**Document segment**.
This approach is very effective in shifting public opinion and perceptions. The final health care law was fairly similar to AHIP’s original plan and it’s likely that the industry’s attack ads (funneled through the Chamber of commerce) and slew of negative made-to-order reports about reform probably had some impact in shifting the bill further to the right. With that said, it’s troubling to see that the industry is now re-grouping and looking for new PR representation as it moves into the all-important implementation phase of reform:

Five of the nation’s largest health insurance companies are taking a key step toward building their own inside-the-Beltway coalition to influence implementation of the new health law and congressional efforts to change it. The companies – Aetna, Cigna, Humana, UnitedHealthcare and Wellpoint – are shopping around Washington for a public relations firm to represent them, according to a source familiar with their work. Public Strategies and APCO are among PR firms that have spoken with the insurers, the source said.

“They plan to go public,” the person said. “They spent a ton of money [in 2009 on lobbying and the election] and liked being influential and they don’t want that to go away.”

The unfortunate thing for advocates of health reform is that with a Republican Congress — which came into power with the help of contributions from the industry — influencing the debate shouldn’t be terribly difficult, particularly when HHS is already “expanding quality bonuses to Medicare Advantage plans that receive only average quality ratings.” Agreeing, in other words, to the industry’s demands before they even settle on their PR representation. Imagine the other provisions insurers will be able to successfully water down if there isn’t serious push back on Capitol Hill and the advocacy community.

Top Republican Comes Out In Support Of Death Panels

Rep. Darrell Issa (R-CA)

The Wall Street Journal’s Alicia Mundy has this report pointing out that now that the elections are over, Republicans are clamoring to cut out unnecessary medical spending in Medicare — something they had previously referred to as “rationing” and likened to “death panels.” Darrell Issa (R-CA), the incoming chairman of the House Committee on Oversight and Government Reform, is a big fan:

“If I can help every senior get the same care they’re getting and still save tens of billions of dollars and have no doctors cheated out of what they’re entitled to, what’s not to like?” he said. [...]

Mr. Issa said his own doctor told him that surgeons have an incentive under Medicare to implant many joint and bone screws to support patients’ spines, when fewer implants—or none at all—might be equally effective and safer.

**Questions to answer**.
A – According to the health reform commentary, why should it not be hard for the insurers to influence the debate? Answer in one to three sentences.
B – Carry on the health reform commentary, starting after its last paragraph about Issa's doctor and spinal implants under Medicare.

**Exercise data**.
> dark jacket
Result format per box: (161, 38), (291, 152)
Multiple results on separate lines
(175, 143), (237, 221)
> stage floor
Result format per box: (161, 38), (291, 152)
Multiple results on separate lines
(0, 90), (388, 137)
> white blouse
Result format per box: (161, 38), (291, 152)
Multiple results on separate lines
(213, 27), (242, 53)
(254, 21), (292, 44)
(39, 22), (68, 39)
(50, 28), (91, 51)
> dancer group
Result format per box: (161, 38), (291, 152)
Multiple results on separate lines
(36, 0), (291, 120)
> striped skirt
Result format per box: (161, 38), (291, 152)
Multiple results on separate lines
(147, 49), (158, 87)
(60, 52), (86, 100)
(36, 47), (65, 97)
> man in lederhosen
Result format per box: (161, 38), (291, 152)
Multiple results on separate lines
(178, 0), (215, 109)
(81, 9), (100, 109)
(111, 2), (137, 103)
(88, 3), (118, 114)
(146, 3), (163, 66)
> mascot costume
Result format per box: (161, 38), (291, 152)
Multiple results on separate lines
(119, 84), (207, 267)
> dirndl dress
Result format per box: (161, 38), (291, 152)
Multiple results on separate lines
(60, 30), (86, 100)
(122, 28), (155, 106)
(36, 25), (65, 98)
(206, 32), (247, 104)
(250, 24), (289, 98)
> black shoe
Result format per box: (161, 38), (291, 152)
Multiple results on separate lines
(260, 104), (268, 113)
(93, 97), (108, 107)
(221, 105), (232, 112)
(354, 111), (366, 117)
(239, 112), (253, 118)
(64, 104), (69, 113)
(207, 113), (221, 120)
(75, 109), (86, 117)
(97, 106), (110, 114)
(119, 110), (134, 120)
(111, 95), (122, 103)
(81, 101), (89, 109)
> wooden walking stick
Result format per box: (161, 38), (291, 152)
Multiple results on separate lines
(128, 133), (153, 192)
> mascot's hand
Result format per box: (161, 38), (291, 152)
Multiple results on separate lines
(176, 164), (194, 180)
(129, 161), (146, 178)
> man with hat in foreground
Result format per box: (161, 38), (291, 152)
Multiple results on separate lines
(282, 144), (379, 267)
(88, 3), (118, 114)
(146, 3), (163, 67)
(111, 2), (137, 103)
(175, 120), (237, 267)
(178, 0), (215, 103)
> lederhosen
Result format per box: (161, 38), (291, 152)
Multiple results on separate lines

**Answers in order**.
A – A Republican Congress now holds power, and industry contributions helped bring it there. HHS is also already expanding quality bonuses to Medicare Advantage plans with only average quality ratings, which in effect meets the industry's demands before the insurers have even chosen a PR firm.

B –
“They have got to come up with a system that doesn’t reward people for putting more metal in somebody’s spine,” Mr. Issa said.

Under current rules, Medicare cannot consider cost-effectiveness in its coverage decisions. But Mr. Issa said it may be time to consider costs as well as efficacy, as long as medical decisions are made by doctors, not by “bureaucrats” in government. “My committee can help by looking at whether the government is answering and informing about the lowest-cost, least-invasive procedures,” he said. [...] “Republicans have to step back from the words ‘death panels,’ ” Mr. Issa said.

The Affordable Care Act puts us on a path to paying providers for quality rather than quantity of services and tries to encourage efficient care. Republicans put on a great stink about the law’s investment in comparative effectiveness research, the results of which, they argued, should not be used to make coverage decisions. In this story, Issa is siding with Don Berwick in saying that we need to consider these kinds of solutions if we ever hope to change the inefficient fee-for-service model.

In fact, for all the brouhaha over Berwick and comparative effectiveness and rationing, Issa’s comments highlight just how uncontroversial all the ideas behind those labels (like payment reform and changing the incentives in the health care system) really are. They faced opposition because they came from a Democrat named Barack Obama and were successfully neutered and watered down into what is now a very very moderate piece of legislation. Too bad Issa didn’t tell us until after the fact that he actually wanted to go even further and is now pushing to defund and repeal the entire operation.